### EXTRAIT FOURNI

▼

La signature
par la France de la Charte Européenne
des Langues Régionales ou Minoritaires a beau s'accompagner
d'une déclaration interprétative (qui bizarrement
formule des réserves sur l'article 7, § 1, ce qu'interdit
formellement l'article 21!) et de l'acceptation de seulement
39 des § et alinéas de la partie III : la philosophie
de la Charte reste la même, puisqu'elle s'exprime, outre
le Préambule, dans les parties I et Il qui, elles, ne
sont pas "à la carte". De plus, les alinéas
retenus ne sont pas innocents.
On peut une fois de plus se demander pourquoi il n'y a toujours
pas eu de vrai débat sur la Charte dans les grands médias nationaux, qui
se sont contentés d'une description sommaire souvent complaisante :
mais ce n'est pas parce que les problèmes posés par la Charte
ne sont pas médiatiques qu'ils ne sont pas graves.
On trouvera
ci-dessous le dossier établi par René Andrau,
un des 80 premiers signataires de l'Appel à Manifester
le 11 décembre 1999 de la Nation à la République, Pour
la défense de l'unité et de l'indivisibilité de
la République, de la démocratie et de la laïcité
I/
Une philosophie politique inquiétante.
II/
Une République divisée et "plurielle"
III/
Des engagements inacceptables.
IV/ Une
menace durable.
- I/
Une philosophie politique inquiétante.
Le préambule
de la Charte affirme comme un absolu «la
valeur de l'interculturel et du plurilinquisme". Le vocabulaire
n'est pas innocent : il implique qu'une société démocratique
moderne est nécessairement "interculturelle" c'est-à-dire
qu'elle reconnaît en son sein en tant que telles des cultures
différentes; elle est aussi "plurilingue" c'est-à-dire
qu'à côté d'une langue officielle dont elle veut
bien reconnaître l'existence, la Charte affirme que doivent
exister d'autres langues dont les locuteurs sont à égalité de
droits avec les locuteurs de la langue officielle (art. 7, § 2)
.

▲

### CONSIGNES
[A] Répondez à ces questions d'après l'extrait sur la Charte.
(i) Combien de paragraphes et alinéas de la partie III la France a-t-elle acceptés ?
(ii) Par qui le dossier présenté a-t-il été établi ?
(iii) Quel article interdit formellement des réserves sur l'article 7, § 1 ?
[B] Recopiez à l'identique le passage de l'extrait sur la Charte qui commence aux mots « On trouvera » et s'arrête après « menace durable. ».

### MATÉRIEL FOURNI
▼

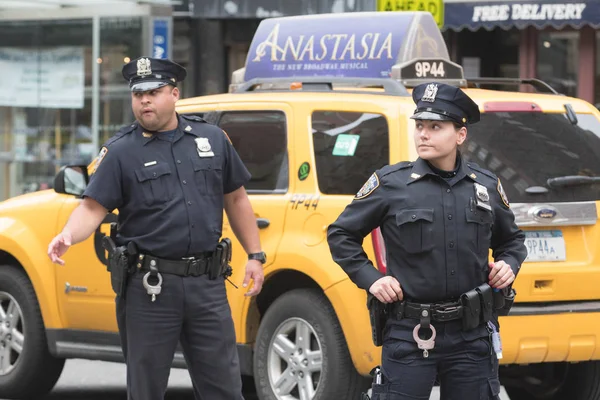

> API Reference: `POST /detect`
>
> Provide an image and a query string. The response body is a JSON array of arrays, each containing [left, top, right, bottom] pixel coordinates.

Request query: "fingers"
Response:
[[48, 237, 65, 265], [383, 282, 398, 303], [494, 268, 515, 289], [390, 277, 404, 301], [242, 266, 252, 287], [372, 277, 404, 303], [246, 271, 265, 296], [490, 262, 515, 289], [488, 261, 502, 286]]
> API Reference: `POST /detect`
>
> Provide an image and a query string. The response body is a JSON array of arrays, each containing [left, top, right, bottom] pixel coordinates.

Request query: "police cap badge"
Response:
[[411, 83, 480, 125], [122, 57, 187, 92]]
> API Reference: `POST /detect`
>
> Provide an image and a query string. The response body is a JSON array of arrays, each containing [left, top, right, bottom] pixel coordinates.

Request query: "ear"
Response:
[[456, 126, 467, 146], [171, 87, 179, 101]]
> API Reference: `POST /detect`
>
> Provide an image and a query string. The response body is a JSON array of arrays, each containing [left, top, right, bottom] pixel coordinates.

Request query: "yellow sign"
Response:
[[377, 0, 444, 29]]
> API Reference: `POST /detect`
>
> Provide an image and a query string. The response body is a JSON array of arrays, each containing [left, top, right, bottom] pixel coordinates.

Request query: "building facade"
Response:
[[444, 0, 600, 104], [0, 3, 172, 200], [0, 0, 600, 200]]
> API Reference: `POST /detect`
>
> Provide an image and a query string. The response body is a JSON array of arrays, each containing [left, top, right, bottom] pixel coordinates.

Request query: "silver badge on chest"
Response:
[[475, 183, 492, 211], [194, 138, 215, 157]]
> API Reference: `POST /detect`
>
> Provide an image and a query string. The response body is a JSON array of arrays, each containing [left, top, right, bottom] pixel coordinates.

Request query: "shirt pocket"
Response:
[[396, 208, 435, 254], [192, 155, 223, 195], [135, 164, 172, 205], [465, 207, 494, 258]]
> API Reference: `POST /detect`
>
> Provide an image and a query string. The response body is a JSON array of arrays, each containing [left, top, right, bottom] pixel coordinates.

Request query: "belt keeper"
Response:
[[420, 304, 431, 329], [149, 260, 158, 276], [396, 301, 405, 319]]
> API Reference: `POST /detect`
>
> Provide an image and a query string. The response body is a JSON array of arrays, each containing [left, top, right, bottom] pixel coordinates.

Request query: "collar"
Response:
[[177, 113, 200, 137], [136, 113, 199, 146], [406, 153, 481, 185]]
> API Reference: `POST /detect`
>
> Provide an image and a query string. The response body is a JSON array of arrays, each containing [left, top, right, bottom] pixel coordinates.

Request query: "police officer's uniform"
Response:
[[84, 58, 250, 400], [328, 84, 527, 400]]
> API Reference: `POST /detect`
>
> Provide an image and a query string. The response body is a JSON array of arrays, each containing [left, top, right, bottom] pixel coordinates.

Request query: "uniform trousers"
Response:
[[372, 319, 500, 400], [116, 272, 244, 400]]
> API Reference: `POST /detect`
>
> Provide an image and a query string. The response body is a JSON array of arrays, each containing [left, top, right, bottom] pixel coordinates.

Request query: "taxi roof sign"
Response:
[[243, 11, 463, 83]]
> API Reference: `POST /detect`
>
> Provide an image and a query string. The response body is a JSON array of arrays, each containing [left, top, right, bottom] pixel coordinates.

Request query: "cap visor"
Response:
[[410, 111, 452, 121], [131, 81, 169, 92]]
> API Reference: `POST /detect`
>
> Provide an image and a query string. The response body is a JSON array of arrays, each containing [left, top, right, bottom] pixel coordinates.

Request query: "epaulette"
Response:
[[180, 114, 206, 122], [104, 122, 138, 147], [467, 161, 498, 181], [377, 161, 413, 178]]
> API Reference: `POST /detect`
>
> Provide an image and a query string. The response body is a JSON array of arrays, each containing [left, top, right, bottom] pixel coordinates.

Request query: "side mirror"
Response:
[[54, 165, 90, 197]]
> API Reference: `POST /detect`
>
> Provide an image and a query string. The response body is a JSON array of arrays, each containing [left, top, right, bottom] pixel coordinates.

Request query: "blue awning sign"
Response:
[[444, 0, 600, 30]]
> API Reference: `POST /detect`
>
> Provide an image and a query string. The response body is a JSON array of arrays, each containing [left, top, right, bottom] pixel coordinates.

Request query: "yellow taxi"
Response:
[[0, 12, 600, 400]]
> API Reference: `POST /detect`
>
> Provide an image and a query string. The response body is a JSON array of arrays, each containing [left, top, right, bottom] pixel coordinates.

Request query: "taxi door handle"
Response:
[[256, 218, 271, 229]]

▲

### RÉPONSES PAR CONSIGNE
[A]
(i) 39
(ii) René Andrau
(iii) L'article 21

[B]
On trouvera
ci-dessous le dossier établi par René Andrau,
un des 80 premiers signataires de l'Appel à Manifester
le 11 décembre 1999 de la Nation à la République, Pour
la défense de l'unité et de l'indivisibilité de
la République, de la démocratie et de la laïcité
I/
Une philosophie politique inquiétante.
II/
Une République divisée et "plurielle"
III/
Des engagements inacceptables.
IV/ Une
menace durable.